**Dataset entries**
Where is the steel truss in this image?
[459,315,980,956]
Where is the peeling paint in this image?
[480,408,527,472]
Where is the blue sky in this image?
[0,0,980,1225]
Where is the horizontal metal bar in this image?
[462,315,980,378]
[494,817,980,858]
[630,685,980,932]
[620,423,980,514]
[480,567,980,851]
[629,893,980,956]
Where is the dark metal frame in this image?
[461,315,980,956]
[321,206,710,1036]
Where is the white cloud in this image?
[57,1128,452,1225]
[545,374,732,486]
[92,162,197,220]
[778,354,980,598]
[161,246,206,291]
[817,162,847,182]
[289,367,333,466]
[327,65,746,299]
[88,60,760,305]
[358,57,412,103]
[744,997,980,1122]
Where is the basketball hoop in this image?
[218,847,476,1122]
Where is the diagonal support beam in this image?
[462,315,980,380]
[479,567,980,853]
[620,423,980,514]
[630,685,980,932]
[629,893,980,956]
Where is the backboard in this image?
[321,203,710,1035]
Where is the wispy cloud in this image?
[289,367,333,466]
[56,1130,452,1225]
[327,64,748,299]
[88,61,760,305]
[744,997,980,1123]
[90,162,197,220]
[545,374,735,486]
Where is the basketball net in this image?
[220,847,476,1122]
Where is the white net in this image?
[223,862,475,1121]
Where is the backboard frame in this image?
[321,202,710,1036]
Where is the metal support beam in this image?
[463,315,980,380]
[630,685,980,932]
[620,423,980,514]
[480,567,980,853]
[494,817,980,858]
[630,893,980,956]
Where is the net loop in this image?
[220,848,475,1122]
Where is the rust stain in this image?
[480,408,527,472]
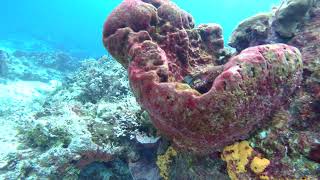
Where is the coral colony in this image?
[103,0,320,179]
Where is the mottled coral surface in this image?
[103,0,302,154]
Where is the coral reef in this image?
[103,0,302,154]
[157,147,177,180]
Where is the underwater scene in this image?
[0,0,320,180]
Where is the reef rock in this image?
[103,0,302,154]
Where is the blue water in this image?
[0,0,280,57]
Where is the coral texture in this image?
[103,0,302,154]
[221,141,270,180]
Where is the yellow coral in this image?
[221,141,253,180]
[157,147,177,180]
[250,157,270,174]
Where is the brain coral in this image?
[103,0,302,154]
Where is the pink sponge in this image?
[103,0,302,154]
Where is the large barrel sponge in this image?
[103,0,302,154]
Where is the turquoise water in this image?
[0,0,280,57]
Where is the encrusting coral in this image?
[157,147,177,180]
[221,141,270,180]
[103,0,302,154]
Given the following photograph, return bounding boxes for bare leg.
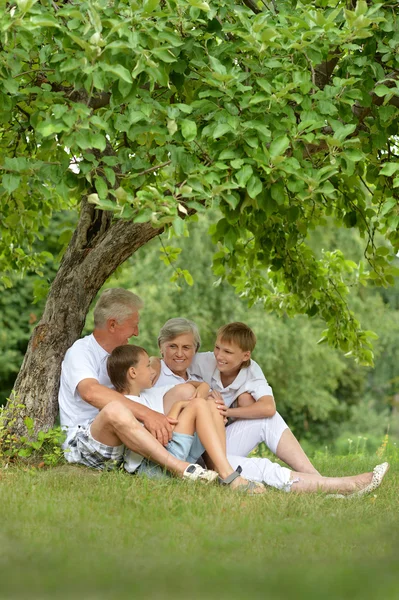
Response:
[291,471,373,494]
[207,398,226,453]
[276,428,320,475]
[175,398,264,493]
[163,383,195,415]
[90,402,189,476]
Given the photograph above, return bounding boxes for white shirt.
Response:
[155,359,202,386]
[123,384,174,473]
[190,352,273,406]
[126,383,176,414]
[58,334,113,440]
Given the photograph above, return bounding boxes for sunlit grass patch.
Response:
[0,455,399,600]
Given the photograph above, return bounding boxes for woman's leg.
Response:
[175,398,263,491]
[291,471,373,494]
[226,413,319,475]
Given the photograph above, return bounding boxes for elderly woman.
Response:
[152,318,387,493]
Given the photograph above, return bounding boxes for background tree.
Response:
[0,0,399,427]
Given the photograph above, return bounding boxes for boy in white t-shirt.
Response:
[107,345,266,493]
[190,322,276,427]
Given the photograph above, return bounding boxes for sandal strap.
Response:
[219,467,242,485]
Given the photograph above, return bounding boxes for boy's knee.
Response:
[100,402,136,427]
[176,383,195,400]
[190,397,208,409]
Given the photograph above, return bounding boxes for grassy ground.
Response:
[0,456,399,600]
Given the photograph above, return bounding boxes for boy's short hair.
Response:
[93,288,143,329]
[107,344,147,392]
[217,321,256,367]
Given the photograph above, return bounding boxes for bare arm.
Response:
[150,356,161,385]
[224,396,276,419]
[189,380,210,398]
[211,392,276,419]
[78,379,178,446]
[167,400,190,419]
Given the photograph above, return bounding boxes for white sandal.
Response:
[346,462,389,498]
[183,464,219,483]
[326,462,389,498]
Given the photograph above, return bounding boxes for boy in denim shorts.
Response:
[107,345,266,493]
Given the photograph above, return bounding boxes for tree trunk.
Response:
[5,200,162,435]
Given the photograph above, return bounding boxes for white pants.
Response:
[226,412,292,491]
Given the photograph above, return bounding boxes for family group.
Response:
[59,288,388,498]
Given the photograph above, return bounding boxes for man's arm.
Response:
[77,379,176,446]
[187,380,210,400]
[167,400,190,419]
[150,356,161,385]
[210,391,276,419]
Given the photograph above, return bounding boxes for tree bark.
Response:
[5,200,163,435]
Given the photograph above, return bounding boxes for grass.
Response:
[0,455,399,600]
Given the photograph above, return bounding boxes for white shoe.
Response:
[183,464,219,483]
[347,463,389,498]
[326,462,389,498]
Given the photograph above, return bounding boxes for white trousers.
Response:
[226,412,291,491]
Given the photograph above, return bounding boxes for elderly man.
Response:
[58,288,211,479]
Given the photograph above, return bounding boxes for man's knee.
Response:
[190,398,208,410]
[100,402,139,429]
[174,383,195,401]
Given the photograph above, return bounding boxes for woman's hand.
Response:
[187,381,209,400]
[208,390,229,418]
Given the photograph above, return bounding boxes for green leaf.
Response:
[181,269,194,286]
[380,162,399,177]
[235,165,253,188]
[1,173,21,194]
[172,217,185,237]
[151,48,177,63]
[188,0,211,12]
[209,56,227,75]
[213,123,231,139]
[247,175,262,198]
[100,63,133,83]
[94,177,108,200]
[269,135,290,158]
[374,85,394,98]
[180,119,197,142]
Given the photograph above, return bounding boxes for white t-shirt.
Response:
[58,334,113,441]
[155,352,273,406]
[123,384,174,473]
[155,360,202,387]
[126,383,176,414]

**Given exercise**
Rewrite all of the data above with every "basketball" changed to "netball" and everything else left unchanged. Leave the pictures out of your answer.

**Worked answer**
Where is the steel truss in this image?
[459,315,980,956]
Where is the peeling paint in this image?
[480,408,527,472]
Where is the blue sky in this image?
[0,0,980,1225]
Where is the horizontal metal bar in this image?
[462,315,980,378]
[494,817,980,858]
[630,685,980,932]
[620,423,980,514]
[480,567,980,851]
[629,893,980,956]
Where is the dark metal frame in this image?
[461,315,980,956]
[321,206,710,1036]
Where is the white cloud in this image?
[57,1128,452,1225]
[545,374,732,486]
[92,162,197,220]
[778,354,980,598]
[161,246,206,291]
[817,162,847,182]
[289,367,333,466]
[327,65,746,299]
[88,60,760,305]
[358,57,412,103]
[744,997,980,1122]
Where is the netball hoop in this image?
[218,847,476,1122]
Where is the diagonal support beam in this image?
[462,315,980,380]
[479,567,980,853]
[620,423,980,514]
[630,685,980,932]
[629,893,980,956]
Where is the backboard in this image?
[321,203,710,1035]
Where is the wispy cloud in this image?
[289,367,333,466]
[56,1130,452,1225]
[327,64,748,299]
[88,61,760,305]
[744,997,980,1123]
[90,162,197,220]
[545,374,735,486]
Where is the netball net in this image?
[220,847,476,1122]
Where is the white net in this image?
[223,862,475,1121]
Where is the backboard frame in this image?
[321,202,710,1036]
Where is the metal support beam in this image?
[463,315,980,380]
[630,685,980,932]
[620,423,980,514]
[480,567,980,853]
[494,817,980,858]
[630,893,980,956]
Where is the net loop in this image?
[220,848,475,1122]
Where is the rust stain in this image?
[480,408,527,472]
Where is the coral colony in this image?
[103,0,320,179]
Where is the mottled coral surface in this image?
[103,0,302,154]
Where is the coral reef in this image?
[103,0,302,154]
[157,147,177,180]
Where is the underwater scene in this image?
[0,0,320,180]
Where is the reef rock in this image?
[103,0,302,154]
Where is the blue water in this image?
[0,0,280,57]
Where is the coral texture in this image?
[103,0,302,154]
[221,141,270,180]
Where is the yellow coral in this image?
[221,141,253,180]
[157,147,177,180]
[250,157,270,174]
Where is the brain coral in this image?
[103,0,302,154]
Where is the pink sponge in this image?
[103,0,302,154]
Where is the large barrel sponge in this image?
[103,0,302,154]
Where is the turquoise water in this image?
[0,0,280,57]
Where is the encrusting coral in this image?
[157,147,177,180]
[221,141,270,180]
[103,0,302,154]
Given the following photograph, return bounding boxes for bare leg.
Response:
[291,471,373,494]
[207,398,226,453]
[276,428,320,475]
[175,398,264,493]
[163,383,195,415]
[90,402,189,476]
Given the photograph above, return bounding boxes for white shirt.
Response:
[155,359,202,386]
[123,384,174,473]
[190,352,273,406]
[126,383,176,414]
[58,334,113,440]
Given the photograph above, return bounding boxes for sunlit grass patch.
Response:
[0,455,399,600]
Given the photograph above, return bounding boxes for woman's leg.
Response:
[175,398,263,491]
[291,471,373,494]
[226,413,319,475]
Given the photograph above, return bounding boxes for elderly woman.
Response:
[152,318,387,493]
Given the photograph above, return bounding boxes for background tree.
Response:
[0,0,399,427]
Given the photograph above, return bounding boxes for boy in white t-shirt.
Response:
[107,345,266,493]
[190,322,276,427]
Given the photograph above, return bounding boxes for sandal strap.
Response:
[219,467,242,485]
Given the photograph above, return bounding boxes for boy's knee.
Response:
[100,402,136,427]
[176,383,195,400]
[190,397,208,409]
Given the photograph above, return bounding boxes for grassy ground.
Response:
[0,456,399,600]
Given the photograph above, return bounding boxes for boy's short hair.
Response:
[93,288,143,329]
[107,344,147,392]
[217,321,256,367]
Given the photograph above, return bounding boxes for bare arm.
Response:
[150,356,161,385]
[224,396,276,419]
[189,380,210,398]
[211,392,276,419]
[78,379,178,446]
[167,400,190,419]
Given the photograph above, return bounding boxes for white sandal.
Response:
[346,462,389,498]
[183,464,219,483]
[326,462,389,498]
Given the photograph above, return bounding boxes for boy in denim shorts.
Response:
[107,345,266,493]
Given the photograph above, return bounding boxes for tree trunk.
Response:
[5,200,162,435]
Given the photograph above, return bounding boxes for white pants.
Response:
[226,412,292,491]
Given the photograph above, return bounding boxes for family group.
Response:
[59,288,388,498]
Given the photograph above, return bounding boxes for man's arm.
Response:
[77,379,176,446]
[187,380,210,400]
[167,400,190,419]
[150,356,161,385]
[210,391,276,419]
Given the photograph above, return bounding boxes for tree bark.
Response:
[5,200,163,435]
Given the photograph above, return bounding boxes for grass.
Response:
[0,455,399,600]
Given the photograph above, return bounding boxes for white shoe.
Response:
[183,464,219,483]
[347,463,389,498]
[326,462,389,498]
Given the photograph above, return bounding boxes for white trousers.
Response:
[226,412,291,491]
Given the photograph above, return bounding boxes for elderly man.
Response:
[58,288,211,479]
Given the photograph above, return bounding boxes for man's knee.
Response:
[190,398,208,410]
[100,402,139,429]
[174,383,195,401]
Given the photograph above, return bounding boxes for woman's hand.
Response:
[187,381,209,400]
[208,390,229,418]
Given the photograph above, return bounding boxes for green leaf.
Response:
[181,269,194,286]
[380,162,399,177]
[235,165,253,188]
[1,173,21,194]
[172,217,185,237]
[151,48,177,63]
[188,0,211,12]
[209,56,227,75]
[213,123,231,139]
[247,175,262,198]
[100,63,133,83]
[94,177,108,200]
[269,135,290,158]
[374,85,394,98]
[180,119,197,142]
Given the photograph above, return bounding boxes for white t-shirt.
Response:
[58,334,113,441]
[155,352,273,406]
[123,384,174,473]
[155,360,202,387]
[126,383,176,414]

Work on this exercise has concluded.